### Problem description
What is the number of lines below that contain the word "roof"? Give only that number.

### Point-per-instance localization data
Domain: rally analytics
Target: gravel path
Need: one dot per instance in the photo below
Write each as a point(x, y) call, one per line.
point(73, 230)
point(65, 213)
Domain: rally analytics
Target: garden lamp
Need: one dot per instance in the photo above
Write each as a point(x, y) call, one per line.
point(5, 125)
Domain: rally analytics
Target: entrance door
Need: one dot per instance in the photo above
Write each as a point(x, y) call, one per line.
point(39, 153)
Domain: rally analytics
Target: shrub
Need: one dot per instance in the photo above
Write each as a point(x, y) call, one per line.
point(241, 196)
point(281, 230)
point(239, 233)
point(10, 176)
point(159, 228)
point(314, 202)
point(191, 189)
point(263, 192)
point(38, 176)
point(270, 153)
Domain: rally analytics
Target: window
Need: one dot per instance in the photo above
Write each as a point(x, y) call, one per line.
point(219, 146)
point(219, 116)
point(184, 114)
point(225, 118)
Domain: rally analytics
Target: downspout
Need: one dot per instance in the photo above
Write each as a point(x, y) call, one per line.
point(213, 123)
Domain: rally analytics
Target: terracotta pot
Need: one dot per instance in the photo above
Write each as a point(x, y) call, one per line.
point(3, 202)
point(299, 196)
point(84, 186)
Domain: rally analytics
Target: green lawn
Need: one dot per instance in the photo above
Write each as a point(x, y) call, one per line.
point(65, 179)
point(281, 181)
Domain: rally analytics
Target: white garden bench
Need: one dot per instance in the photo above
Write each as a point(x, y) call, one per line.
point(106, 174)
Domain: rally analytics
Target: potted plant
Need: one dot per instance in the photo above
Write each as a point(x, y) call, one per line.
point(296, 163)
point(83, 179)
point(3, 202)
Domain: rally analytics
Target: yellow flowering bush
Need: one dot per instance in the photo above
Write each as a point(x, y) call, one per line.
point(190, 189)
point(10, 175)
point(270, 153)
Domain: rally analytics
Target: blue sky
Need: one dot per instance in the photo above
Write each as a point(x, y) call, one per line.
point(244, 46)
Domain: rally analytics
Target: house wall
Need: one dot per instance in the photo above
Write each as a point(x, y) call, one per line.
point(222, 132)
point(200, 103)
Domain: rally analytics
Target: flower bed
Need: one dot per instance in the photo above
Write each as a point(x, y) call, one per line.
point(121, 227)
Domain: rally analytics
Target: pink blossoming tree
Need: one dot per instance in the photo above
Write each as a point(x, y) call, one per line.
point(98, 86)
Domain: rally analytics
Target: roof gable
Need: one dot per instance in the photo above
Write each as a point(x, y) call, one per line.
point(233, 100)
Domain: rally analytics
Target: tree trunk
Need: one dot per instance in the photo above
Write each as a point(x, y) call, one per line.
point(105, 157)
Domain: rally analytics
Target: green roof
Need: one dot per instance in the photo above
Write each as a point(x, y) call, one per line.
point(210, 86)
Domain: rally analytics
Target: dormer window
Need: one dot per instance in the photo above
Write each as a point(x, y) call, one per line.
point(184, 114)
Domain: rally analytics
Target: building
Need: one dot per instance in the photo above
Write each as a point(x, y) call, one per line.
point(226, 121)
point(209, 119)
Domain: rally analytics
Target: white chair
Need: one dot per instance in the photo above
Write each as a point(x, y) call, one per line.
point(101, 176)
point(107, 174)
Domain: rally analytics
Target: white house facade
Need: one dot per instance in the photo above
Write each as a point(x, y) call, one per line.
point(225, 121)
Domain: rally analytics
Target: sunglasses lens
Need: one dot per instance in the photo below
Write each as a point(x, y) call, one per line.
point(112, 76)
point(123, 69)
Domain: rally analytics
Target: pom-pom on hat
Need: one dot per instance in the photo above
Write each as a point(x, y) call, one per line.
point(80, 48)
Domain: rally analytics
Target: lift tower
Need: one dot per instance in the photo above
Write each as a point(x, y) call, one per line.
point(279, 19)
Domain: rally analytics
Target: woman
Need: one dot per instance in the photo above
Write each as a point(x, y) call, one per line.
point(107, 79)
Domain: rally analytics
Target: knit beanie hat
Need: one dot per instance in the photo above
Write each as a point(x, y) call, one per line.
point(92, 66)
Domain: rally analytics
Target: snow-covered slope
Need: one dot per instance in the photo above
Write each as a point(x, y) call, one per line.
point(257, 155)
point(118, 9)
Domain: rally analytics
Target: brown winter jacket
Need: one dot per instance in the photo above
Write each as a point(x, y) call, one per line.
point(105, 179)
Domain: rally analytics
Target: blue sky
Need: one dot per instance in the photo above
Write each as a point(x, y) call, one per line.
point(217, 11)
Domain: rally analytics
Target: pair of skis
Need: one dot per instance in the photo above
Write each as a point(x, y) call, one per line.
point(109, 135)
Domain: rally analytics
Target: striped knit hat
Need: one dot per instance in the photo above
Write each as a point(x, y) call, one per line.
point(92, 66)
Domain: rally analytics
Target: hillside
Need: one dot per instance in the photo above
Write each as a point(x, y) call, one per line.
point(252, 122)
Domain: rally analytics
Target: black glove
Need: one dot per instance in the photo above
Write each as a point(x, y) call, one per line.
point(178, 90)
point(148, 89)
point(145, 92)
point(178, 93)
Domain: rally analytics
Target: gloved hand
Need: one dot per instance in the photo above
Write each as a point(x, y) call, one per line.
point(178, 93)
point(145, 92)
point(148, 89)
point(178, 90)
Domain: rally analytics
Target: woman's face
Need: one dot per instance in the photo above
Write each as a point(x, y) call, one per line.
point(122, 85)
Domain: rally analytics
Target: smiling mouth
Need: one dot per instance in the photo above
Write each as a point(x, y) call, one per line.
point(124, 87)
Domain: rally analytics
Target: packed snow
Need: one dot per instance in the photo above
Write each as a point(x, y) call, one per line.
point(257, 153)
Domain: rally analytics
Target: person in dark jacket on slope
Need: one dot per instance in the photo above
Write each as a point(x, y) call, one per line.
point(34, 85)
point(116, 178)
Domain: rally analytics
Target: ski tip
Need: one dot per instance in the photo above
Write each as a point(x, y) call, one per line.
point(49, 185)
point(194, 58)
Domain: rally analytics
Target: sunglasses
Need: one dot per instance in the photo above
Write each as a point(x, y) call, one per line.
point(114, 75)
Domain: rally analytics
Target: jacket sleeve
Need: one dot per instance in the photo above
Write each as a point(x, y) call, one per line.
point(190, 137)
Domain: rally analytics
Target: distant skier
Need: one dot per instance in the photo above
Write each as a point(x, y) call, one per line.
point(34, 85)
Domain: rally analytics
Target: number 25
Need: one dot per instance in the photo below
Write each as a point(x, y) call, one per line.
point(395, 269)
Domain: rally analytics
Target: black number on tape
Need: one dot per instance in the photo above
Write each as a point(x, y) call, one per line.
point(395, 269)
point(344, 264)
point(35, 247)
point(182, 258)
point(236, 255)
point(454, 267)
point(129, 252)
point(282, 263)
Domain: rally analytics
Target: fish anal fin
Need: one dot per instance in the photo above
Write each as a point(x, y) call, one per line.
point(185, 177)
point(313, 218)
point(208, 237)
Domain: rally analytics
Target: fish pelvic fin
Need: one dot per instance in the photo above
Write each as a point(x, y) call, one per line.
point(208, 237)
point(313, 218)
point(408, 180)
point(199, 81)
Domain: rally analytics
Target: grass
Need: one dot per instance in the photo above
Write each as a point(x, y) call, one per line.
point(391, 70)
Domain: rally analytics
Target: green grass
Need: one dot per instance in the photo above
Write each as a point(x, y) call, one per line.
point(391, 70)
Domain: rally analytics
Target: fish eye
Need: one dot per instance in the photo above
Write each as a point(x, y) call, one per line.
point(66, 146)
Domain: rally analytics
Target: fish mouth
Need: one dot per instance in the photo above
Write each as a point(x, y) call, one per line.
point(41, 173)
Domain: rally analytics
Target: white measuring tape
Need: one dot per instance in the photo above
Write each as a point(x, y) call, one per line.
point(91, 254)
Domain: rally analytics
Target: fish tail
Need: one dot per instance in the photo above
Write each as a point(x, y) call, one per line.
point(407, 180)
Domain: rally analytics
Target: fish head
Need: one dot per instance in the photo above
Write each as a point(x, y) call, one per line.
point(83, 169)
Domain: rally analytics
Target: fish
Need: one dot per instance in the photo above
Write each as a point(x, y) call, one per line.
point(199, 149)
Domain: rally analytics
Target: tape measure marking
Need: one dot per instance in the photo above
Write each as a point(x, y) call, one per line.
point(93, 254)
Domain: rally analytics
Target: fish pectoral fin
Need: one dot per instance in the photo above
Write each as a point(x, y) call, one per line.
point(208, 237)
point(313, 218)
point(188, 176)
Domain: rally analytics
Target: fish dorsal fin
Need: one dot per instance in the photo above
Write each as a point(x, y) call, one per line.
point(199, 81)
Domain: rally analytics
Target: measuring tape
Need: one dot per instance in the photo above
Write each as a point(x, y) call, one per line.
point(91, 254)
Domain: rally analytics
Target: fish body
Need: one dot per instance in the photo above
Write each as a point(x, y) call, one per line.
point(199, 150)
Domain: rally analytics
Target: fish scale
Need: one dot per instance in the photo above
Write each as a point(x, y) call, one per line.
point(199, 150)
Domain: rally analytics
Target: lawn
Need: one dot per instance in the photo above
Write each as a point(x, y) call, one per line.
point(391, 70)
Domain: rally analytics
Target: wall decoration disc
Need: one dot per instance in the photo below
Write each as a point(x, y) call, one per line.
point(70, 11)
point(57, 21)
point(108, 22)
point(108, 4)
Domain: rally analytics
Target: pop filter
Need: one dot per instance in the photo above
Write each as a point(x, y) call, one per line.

### Worked solution
2